:: WORKING DATA ::
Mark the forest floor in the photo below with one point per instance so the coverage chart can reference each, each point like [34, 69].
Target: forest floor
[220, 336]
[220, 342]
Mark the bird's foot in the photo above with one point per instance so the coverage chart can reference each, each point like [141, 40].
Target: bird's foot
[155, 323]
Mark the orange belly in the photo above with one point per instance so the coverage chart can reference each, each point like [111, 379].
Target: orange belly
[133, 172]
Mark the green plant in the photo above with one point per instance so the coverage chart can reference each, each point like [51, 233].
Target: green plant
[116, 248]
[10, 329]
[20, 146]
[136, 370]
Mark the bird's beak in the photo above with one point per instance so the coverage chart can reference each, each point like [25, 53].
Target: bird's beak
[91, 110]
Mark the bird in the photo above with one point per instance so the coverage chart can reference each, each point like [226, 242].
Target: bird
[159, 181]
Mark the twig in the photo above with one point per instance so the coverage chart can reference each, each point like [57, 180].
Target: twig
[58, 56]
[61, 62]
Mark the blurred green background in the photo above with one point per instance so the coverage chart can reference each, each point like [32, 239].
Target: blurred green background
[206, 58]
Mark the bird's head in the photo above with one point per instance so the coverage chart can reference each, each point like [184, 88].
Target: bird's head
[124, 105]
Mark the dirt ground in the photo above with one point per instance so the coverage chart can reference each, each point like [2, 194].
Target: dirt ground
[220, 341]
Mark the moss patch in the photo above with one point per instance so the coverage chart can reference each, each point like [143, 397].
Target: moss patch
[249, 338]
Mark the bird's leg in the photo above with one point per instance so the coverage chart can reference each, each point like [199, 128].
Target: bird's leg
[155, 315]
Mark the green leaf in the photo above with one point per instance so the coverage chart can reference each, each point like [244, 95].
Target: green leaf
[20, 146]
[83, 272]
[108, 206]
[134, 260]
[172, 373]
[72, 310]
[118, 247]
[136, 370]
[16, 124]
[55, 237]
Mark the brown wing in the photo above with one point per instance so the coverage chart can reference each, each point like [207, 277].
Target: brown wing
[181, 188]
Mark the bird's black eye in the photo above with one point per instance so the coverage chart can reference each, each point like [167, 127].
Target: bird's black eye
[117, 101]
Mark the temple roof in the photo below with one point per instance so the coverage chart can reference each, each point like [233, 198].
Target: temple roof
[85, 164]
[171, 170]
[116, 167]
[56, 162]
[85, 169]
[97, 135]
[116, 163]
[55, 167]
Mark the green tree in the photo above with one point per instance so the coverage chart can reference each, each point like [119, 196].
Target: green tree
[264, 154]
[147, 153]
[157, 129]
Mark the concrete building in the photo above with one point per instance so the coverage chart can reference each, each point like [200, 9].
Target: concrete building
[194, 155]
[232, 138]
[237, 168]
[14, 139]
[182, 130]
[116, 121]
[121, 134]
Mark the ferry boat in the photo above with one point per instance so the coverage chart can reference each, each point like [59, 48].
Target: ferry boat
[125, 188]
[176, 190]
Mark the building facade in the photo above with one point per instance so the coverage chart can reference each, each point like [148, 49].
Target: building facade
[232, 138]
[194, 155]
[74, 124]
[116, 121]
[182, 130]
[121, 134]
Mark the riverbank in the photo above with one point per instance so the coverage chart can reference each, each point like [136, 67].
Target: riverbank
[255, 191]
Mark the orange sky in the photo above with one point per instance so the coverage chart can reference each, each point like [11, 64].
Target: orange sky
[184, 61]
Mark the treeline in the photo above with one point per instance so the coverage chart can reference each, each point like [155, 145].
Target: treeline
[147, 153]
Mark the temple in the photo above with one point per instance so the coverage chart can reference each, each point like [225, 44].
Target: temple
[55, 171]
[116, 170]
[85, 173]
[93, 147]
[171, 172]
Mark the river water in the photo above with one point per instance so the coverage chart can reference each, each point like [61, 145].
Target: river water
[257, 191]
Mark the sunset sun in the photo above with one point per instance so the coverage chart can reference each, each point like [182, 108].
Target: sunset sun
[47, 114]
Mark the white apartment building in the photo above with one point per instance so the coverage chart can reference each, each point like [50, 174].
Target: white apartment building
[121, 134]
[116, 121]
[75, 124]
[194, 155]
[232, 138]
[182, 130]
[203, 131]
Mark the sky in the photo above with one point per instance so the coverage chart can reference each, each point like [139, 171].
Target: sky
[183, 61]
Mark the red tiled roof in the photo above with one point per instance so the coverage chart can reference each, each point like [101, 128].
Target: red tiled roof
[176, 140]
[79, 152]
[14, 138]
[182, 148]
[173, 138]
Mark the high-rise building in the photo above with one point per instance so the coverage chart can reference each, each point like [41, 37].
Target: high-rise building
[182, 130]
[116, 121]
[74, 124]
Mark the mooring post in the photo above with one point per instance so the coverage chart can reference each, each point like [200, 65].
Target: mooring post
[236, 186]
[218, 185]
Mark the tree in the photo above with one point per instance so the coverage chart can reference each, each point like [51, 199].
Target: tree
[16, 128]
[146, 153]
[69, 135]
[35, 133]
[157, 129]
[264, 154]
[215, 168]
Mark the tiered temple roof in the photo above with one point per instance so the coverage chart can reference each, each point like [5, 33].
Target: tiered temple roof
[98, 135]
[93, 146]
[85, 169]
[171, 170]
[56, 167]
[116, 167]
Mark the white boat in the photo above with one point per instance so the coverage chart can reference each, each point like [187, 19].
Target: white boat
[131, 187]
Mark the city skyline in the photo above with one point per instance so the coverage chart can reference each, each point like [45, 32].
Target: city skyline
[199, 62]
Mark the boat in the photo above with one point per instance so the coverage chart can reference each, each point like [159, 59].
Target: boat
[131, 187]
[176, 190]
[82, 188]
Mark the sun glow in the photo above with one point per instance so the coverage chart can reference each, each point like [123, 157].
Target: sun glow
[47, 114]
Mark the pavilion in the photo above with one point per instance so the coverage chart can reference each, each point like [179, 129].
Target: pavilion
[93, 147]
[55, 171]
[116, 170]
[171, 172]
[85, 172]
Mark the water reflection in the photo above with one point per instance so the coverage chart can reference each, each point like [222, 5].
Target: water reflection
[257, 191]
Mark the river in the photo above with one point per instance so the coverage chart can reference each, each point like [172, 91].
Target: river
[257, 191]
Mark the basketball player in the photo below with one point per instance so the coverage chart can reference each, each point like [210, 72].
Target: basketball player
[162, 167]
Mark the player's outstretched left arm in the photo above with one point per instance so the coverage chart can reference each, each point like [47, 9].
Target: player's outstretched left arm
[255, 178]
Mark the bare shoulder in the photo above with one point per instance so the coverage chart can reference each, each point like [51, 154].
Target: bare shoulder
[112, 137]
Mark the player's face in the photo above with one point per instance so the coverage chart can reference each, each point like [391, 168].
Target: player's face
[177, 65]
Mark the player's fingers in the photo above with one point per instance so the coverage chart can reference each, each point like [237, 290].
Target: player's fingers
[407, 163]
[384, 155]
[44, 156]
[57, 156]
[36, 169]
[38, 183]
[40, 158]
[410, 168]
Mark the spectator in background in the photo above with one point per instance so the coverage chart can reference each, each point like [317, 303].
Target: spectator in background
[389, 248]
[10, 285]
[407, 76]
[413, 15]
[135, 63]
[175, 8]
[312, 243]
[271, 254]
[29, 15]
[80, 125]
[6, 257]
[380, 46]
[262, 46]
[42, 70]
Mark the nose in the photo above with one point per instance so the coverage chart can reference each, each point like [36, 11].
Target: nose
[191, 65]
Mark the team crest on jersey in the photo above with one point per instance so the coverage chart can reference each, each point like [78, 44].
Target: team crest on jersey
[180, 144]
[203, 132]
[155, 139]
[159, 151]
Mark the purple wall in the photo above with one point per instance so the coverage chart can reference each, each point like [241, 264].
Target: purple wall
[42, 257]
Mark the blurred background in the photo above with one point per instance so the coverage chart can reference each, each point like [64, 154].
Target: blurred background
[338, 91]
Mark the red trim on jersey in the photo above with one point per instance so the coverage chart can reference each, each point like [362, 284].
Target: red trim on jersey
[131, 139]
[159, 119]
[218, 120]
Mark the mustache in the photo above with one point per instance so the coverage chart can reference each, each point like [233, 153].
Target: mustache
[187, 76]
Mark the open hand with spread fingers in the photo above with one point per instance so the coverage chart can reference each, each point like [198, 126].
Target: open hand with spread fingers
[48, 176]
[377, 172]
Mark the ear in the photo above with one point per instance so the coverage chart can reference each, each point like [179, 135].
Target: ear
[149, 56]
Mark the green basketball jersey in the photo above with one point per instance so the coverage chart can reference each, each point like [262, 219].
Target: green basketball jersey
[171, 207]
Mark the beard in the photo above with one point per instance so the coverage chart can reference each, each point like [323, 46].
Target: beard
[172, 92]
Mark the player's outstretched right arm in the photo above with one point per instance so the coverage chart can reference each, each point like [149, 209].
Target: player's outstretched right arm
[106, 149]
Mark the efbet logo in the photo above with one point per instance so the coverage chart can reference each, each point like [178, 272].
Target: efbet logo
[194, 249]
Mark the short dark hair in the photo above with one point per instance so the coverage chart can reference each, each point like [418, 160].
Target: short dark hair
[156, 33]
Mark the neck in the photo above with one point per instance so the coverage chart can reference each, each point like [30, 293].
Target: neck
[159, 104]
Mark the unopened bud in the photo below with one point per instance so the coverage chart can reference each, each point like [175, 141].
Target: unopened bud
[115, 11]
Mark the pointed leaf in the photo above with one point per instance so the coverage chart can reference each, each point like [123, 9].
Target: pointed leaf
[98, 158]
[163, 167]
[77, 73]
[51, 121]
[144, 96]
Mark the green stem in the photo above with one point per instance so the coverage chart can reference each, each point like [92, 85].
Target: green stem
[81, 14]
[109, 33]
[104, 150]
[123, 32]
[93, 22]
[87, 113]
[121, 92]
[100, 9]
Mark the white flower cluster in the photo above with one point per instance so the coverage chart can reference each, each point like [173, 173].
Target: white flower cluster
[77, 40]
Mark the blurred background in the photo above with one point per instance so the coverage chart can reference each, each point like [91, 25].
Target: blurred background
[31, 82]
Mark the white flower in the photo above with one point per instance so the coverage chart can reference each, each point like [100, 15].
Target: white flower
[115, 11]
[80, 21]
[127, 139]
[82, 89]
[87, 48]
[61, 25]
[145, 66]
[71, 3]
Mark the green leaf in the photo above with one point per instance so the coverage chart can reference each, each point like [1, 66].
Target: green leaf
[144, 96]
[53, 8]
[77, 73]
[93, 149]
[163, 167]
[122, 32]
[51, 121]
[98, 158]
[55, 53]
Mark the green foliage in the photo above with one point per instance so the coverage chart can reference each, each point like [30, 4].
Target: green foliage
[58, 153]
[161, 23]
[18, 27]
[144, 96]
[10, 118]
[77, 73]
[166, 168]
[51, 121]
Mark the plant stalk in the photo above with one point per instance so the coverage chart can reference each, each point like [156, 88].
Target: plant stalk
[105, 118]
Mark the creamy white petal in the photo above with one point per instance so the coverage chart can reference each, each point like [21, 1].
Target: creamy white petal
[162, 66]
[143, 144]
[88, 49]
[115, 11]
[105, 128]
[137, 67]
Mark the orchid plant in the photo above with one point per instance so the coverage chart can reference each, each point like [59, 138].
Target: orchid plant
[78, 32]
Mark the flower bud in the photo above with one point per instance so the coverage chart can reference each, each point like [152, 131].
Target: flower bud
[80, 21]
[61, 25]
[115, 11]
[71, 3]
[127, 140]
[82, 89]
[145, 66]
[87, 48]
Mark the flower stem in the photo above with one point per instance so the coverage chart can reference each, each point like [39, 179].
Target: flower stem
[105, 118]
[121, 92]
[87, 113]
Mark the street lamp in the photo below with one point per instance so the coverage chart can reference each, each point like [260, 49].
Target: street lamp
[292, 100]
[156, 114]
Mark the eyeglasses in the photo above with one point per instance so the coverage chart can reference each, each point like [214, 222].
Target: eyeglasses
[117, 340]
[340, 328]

:: YOUR INSTRUCTIONS ::
Above are the records; copy exactly the lines from the one with "Mark the orchid" through the final line.

:: FULL OUTPUT ::
Mark the orchid plant in the photo above with one point per instance so the coverage chart can reference each, each point like [59, 138].
Target: orchid plant
[78, 32]
Mark the flower bud in the photo above with one point per instance so the coverage chart can reference each, each point like [152, 131].
Target: flower bud
[80, 21]
[61, 25]
[115, 11]
[71, 3]
[127, 140]
[82, 89]
[145, 66]
[87, 48]
Mark the flower stem in the photo above with one point per instance so the coverage chart can reference each, each point like [39, 179].
Target: flower stem
[105, 118]
[121, 92]
[87, 113]
Mark the street lamp in the photo below with one point per instance so the coverage chart can reference each, each point like [260, 49].
Target: street lamp
[292, 100]
[156, 114]
Mark the eyeglasses in the photo above with one point per instance so the coverage chart can reference each, each point like [214, 222].
Target: eyeglasses
[117, 340]
[340, 328]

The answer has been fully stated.